PROBLEM DETAILS —
Copy every line that holds the string "stone" from the data below.

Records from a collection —
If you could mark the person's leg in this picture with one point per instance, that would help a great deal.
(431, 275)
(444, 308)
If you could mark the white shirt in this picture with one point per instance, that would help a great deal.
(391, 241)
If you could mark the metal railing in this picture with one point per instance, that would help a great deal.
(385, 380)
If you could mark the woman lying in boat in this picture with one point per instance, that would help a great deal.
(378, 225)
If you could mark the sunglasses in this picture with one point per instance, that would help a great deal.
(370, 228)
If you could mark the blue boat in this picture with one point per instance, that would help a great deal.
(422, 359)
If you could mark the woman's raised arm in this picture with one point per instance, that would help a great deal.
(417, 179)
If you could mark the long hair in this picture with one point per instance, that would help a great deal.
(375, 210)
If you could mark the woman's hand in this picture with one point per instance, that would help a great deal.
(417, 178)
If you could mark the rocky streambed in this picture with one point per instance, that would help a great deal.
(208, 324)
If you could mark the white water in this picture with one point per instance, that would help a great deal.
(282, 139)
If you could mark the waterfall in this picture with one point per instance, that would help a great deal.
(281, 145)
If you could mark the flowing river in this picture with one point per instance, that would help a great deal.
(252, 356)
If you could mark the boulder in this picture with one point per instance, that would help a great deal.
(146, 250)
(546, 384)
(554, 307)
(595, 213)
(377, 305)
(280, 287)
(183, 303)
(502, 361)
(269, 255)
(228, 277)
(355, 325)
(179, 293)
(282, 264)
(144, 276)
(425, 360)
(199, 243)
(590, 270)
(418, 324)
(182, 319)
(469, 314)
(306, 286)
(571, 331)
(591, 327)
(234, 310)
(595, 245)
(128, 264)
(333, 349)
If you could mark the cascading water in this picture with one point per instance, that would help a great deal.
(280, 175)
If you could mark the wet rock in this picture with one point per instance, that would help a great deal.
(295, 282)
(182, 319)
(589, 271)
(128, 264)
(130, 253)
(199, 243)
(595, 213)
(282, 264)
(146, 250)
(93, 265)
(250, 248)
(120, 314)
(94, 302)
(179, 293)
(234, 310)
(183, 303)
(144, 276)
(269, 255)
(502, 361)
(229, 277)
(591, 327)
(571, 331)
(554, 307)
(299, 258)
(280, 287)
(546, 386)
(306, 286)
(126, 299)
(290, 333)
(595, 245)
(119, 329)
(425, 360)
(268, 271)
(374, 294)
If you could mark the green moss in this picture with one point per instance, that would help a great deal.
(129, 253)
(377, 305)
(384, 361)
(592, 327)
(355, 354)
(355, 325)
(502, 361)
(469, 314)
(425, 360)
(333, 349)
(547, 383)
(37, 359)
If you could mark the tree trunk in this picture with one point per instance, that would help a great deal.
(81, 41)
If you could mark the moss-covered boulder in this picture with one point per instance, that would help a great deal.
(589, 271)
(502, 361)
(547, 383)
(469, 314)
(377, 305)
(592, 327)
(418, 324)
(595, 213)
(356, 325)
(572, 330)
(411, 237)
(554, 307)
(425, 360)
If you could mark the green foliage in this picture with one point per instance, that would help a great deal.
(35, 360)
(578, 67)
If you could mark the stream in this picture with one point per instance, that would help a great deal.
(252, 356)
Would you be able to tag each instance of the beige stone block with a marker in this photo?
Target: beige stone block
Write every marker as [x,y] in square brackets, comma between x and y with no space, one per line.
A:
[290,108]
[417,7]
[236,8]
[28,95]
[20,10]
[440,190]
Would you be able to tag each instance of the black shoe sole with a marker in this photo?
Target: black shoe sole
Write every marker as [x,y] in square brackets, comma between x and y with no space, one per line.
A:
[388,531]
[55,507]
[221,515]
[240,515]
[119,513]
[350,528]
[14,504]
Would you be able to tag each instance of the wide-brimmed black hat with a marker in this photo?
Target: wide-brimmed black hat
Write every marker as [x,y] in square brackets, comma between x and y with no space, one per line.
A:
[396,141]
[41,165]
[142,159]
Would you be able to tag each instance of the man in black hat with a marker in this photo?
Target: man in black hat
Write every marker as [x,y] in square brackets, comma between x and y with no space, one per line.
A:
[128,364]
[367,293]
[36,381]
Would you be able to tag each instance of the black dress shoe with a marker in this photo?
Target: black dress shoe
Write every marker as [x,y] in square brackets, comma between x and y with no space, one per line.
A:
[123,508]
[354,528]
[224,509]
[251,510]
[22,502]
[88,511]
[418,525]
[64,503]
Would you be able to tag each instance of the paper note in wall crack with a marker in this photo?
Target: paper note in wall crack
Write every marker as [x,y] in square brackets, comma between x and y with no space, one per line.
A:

EXERCISE SOLUTION —
Would you be able to tag each instance of the beige stone block with a marker in this photo?
Target: beige stone block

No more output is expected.